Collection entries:
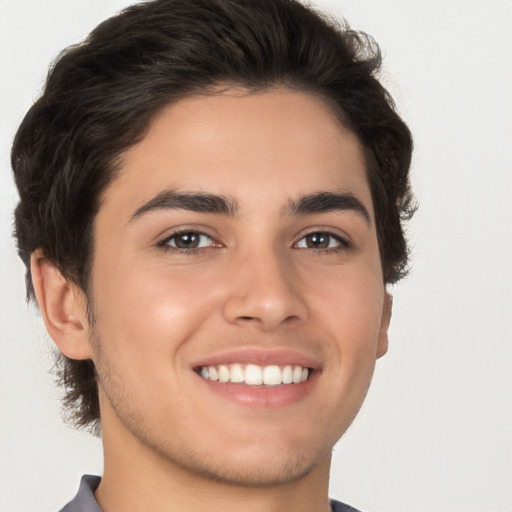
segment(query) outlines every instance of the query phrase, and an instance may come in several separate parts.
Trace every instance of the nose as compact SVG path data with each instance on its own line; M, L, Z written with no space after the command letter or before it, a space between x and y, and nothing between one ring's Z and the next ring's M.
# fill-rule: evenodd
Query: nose
M225 319L263 331L305 320L308 308L297 277L290 258L273 250L254 252L233 262Z

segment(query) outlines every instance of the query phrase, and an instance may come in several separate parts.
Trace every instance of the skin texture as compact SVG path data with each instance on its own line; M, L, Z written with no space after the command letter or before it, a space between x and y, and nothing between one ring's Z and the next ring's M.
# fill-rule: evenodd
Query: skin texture
M168 190L227 197L237 212L133 218ZM369 221L354 209L290 215L291 201L322 192L357 198ZM199 248L172 246L184 229L204 233ZM312 232L332 233L330 247L308 246ZM387 350L391 314L355 135L306 93L182 100L124 155L94 236L92 326L80 290L41 254L32 269L60 350L98 371L104 512L328 510L331 449ZM316 379L276 408L211 392L194 365L240 347L300 353Z

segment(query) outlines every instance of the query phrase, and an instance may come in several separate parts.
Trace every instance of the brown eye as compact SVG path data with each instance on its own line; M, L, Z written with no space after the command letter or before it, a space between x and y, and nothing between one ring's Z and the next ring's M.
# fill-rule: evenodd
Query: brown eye
M201 249L203 247L210 247L213 245L213 241L208 235L205 235L204 233L198 233L197 231L186 231L172 235L171 237L164 240L161 245L184 250Z
M338 249L348 248L349 244L339 235L328 233L327 231L317 231L309 233L299 240L297 247L299 249Z
M312 233L304 238L309 249L327 249L332 237L327 233Z

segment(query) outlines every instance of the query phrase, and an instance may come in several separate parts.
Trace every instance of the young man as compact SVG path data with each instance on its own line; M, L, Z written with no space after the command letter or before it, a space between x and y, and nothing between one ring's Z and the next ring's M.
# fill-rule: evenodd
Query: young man
M12 163L28 293L104 446L64 511L354 510L331 449L411 214L379 65L290 0L154 0L59 58Z

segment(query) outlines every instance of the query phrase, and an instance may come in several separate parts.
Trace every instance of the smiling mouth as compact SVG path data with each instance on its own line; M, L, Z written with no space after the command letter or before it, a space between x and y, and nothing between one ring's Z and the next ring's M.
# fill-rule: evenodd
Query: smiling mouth
M195 372L203 379L245 384L247 386L282 386L306 382L311 368L299 365L218 364L199 366Z

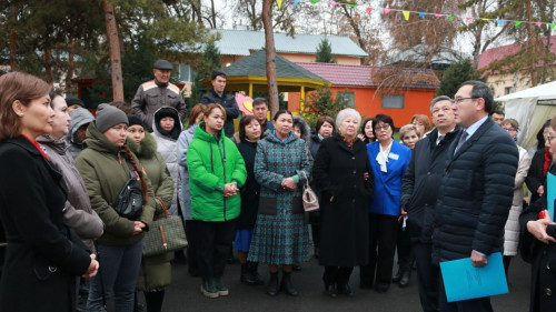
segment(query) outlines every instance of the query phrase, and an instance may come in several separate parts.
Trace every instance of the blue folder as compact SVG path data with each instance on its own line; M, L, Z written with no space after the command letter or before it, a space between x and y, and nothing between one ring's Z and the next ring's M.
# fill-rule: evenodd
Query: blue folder
M493 253L487 261L483 268L473 266L470 258L440 263L448 302L508 293L502 254Z

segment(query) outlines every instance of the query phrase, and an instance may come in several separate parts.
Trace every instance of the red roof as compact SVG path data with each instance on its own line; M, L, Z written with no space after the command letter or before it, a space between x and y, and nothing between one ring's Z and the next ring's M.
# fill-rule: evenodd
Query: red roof
M381 81L374 80L381 80L380 72L388 70L388 68L336 63L296 62L296 64L330 81L334 87L378 87ZM404 79L406 88L435 89L439 84L438 78L431 70L401 69L401 71L408 78Z
M543 38L543 42L546 44L546 38ZM522 46L522 43L513 43L486 50L479 56L478 69L488 67L494 61L519 52ZM550 52L556 53L556 36L550 37Z

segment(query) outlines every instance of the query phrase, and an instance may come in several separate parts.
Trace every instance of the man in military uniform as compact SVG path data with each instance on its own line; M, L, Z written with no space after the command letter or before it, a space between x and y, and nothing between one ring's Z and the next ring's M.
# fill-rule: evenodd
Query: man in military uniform
M142 83L131 102L133 113L137 114L149 132L152 132L155 112L162 107L172 107L178 110L179 117L186 117L186 103L178 85L170 83L172 64L166 60L155 62L152 73L155 80Z
M226 73L221 71L214 71L210 76L212 90L209 93L202 94L201 104L217 103L226 110L226 122L224 123L224 133L226 137L234 135L234 119L239 115L238 103L236 97L229 94L226 89Z

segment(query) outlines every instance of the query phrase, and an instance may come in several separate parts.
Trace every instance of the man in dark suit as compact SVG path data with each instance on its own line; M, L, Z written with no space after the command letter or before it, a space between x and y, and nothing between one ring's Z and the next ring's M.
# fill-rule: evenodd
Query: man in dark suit
M438 192L433 262L470 258L480 268L503 249L518 151L508 133L488 118L493 92L484 82L464 82L454 103L463 130L448 150ZM493 311L489 296L448 303L441 279L438 305L439 311Z
M415 252L423 311L438 311L438 265L430 259L433 219L450 143L459 134L451 99L440 95L430 102L435 129L417 142L401 185L401 207ZM411 270L409 268L409 270Z

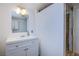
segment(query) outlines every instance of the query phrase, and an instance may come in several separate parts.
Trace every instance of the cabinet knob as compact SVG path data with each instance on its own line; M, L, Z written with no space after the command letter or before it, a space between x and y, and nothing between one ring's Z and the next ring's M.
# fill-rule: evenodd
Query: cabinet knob
M25 48L24 50L26 51L26 50L28 50L28 48Z
M16 45L16 47L18 47L18 45Z

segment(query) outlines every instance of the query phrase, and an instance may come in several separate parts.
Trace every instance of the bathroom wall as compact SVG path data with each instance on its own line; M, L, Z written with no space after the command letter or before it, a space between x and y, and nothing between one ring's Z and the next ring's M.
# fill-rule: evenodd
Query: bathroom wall
M73 17L74 17L74 52L79 54L79 7L78 6L74 6L73 9Z
M40 55L64 55L64 4L52 4L36 13L36 33L40 39Z
M19 4L0 4L0 55L5 55L5 44L8 37L16 37L21 35L27 35L27 33L16 33L13 34L11 31L11 12ZM34 10L28 8L26 5L21 4L26 7L29 11L29 20L28 20L28 30L34 30Z

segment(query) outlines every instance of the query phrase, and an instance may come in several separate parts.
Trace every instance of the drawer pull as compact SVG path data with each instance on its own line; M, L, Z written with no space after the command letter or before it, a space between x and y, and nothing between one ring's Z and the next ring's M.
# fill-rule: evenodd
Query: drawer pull
M16 45L16 47L18 47L18 46Z
M24 51L28 50L28 48L25 48Z

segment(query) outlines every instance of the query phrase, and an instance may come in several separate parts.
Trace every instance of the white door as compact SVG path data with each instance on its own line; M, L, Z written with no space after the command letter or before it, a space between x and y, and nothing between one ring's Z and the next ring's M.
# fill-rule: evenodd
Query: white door
M64 55L64 4L52 4L36 14L40 55Z

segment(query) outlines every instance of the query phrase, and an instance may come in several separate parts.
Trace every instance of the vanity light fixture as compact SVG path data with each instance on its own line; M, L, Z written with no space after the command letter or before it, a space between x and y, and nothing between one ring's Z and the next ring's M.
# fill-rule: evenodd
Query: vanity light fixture
M28 12L26 11L26 9L19 6L16 8L15 12L22 16L28 15Z

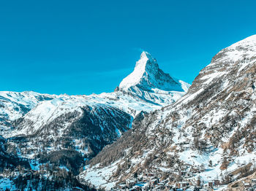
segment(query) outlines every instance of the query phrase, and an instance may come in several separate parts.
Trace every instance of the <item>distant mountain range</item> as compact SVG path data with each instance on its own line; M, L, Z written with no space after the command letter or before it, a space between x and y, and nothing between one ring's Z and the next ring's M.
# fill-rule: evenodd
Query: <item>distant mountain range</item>
M0 188L256 189L256 35L192 85L143 52L113 93L0 92Z
M143 52L133 72L113 93L0 92L0 135L17 166L18 160L35 171L45 163L68 165L76 175L88 160L129 130L135 119L171 104L189 86L164 73L156 59Z
M182 98L134 122L80 179L116 190L255 188L255 82L254 35L217 53Z

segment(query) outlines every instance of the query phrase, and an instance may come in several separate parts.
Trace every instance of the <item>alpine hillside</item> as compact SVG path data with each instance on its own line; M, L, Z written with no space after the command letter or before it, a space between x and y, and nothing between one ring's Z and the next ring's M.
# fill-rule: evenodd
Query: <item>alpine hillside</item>
M255 74L254 35L218 52L176 102L134 120L131 130L90 161L80 179L116 190L253 187ZM129 80L132 74L123 81L129 85L121 87L143 88L137 79ZM149 84L142 78L140 83L170 90L165 85L169 81L159 79L160 83Z
M189 87L164 73L156 59L143 52L134 71L113 93L0 92L1 163L8 171L2 174L6 184L0 185L42 189L48 182L46 190L92 189L75 177L88 160L129 130L135 119L175 102ZM19 179L17 184L18 179L22 183Z

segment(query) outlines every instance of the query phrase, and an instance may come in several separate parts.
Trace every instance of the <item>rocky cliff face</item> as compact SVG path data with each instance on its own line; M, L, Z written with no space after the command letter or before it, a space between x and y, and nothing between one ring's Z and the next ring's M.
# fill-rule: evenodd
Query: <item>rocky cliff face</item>
M67 172L78 174L89 159L129 130L134 119L138 121L185 94L189 85L165 74L149 53L140 57L135 70L143 73L136 77L138 83L129 88L120 85L113 93L56 96L0 92L0 135L7 150L30 164L30 168L20 167L20 173L32 171L36 176L42 171L45 177L54 179L59 177L56 174L64 173L76 182L72 180L69 186L78 185ZM45 183L36 179L34 184Z
M134 124L80 177L110 188L145 172L167 184L194 185L214 180L227 185L253 174L255 69L256 36L221 50L186 95Z

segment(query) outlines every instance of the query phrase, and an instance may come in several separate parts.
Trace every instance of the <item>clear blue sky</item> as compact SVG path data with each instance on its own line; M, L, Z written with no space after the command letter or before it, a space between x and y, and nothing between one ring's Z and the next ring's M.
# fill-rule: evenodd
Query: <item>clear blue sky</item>
M0 90L111 92L140 50L192 83L256 34L255 1L1 1Z

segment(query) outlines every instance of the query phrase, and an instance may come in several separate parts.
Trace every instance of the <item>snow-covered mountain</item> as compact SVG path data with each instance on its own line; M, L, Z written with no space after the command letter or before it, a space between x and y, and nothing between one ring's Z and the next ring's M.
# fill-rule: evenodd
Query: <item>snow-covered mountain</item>
M148 60L154 65L154 59ZM137 182L157 190L222 184L215 189L245 190L241 179L252 183L256 176L255 74L254 35L217 53L186 95L135 122L91 160L80 179L107 189ZM147 83L133 75L120 86ZM156 185L156 180L161 182Z
M5 149L34 169L69 163L78 174L86 160L130 129L134 119L173 104L189 87L165 74L146 52L127 78L133 77L132 85L124 79L114 92L99 95L0 92Z

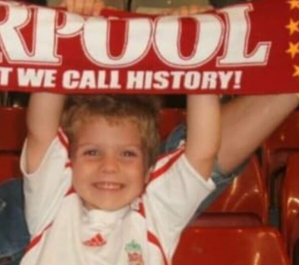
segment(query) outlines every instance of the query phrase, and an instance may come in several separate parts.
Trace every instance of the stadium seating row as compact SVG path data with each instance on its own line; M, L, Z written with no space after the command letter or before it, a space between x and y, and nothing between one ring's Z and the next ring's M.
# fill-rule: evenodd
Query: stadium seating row
M4 125L0 131L0 183L21 175L19 163L26 133L25 112L21 108L0 108L0 122ZM183 111L164 109L159 121L162 139L184 120ZM231 186L190 224L183 233L174 264L193 265L198 260L202 264L290 264L284 248L292 259L294 257L294 265L298 264L299 254L294 249L299 248L299 153L290 155L283 181L283 240L276 230L266 225L269 176L275 171L277 161L284 167L287 156L299 148L298 122L299 113L295 112L264 143L262 170L257 156L252 156Z

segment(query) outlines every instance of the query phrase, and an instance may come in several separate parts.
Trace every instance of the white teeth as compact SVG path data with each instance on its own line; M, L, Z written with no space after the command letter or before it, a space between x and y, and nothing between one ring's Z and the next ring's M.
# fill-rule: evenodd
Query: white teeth
M97 182L95 184L95 186L98 188L109 189L109 190L117 190L120 189L123 187L123 184L117 183L115 182Z

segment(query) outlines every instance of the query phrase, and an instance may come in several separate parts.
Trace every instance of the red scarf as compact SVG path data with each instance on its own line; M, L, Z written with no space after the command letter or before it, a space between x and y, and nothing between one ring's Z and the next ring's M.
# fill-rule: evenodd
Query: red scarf
M0 1L0 89L63 93L299 92L299 0L190 17L86 17Z

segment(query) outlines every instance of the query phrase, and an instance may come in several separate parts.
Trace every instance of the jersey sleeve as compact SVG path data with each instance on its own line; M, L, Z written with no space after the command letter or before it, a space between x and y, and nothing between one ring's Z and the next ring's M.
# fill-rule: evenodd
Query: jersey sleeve
M144 196L146 212L167 256L198 205L215 189L192 167L181 148L159 159Z
M40 233L51 223L60 202L71 187L72 173L67 143L65 136L59 132L38 169L29 174L26 167L25 141L21 168L24 177L26 219L32 236Z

■ Directive ■
Count the lines in the collection entries above that contain the word "nose" and give only that number.

■ Reply ■
2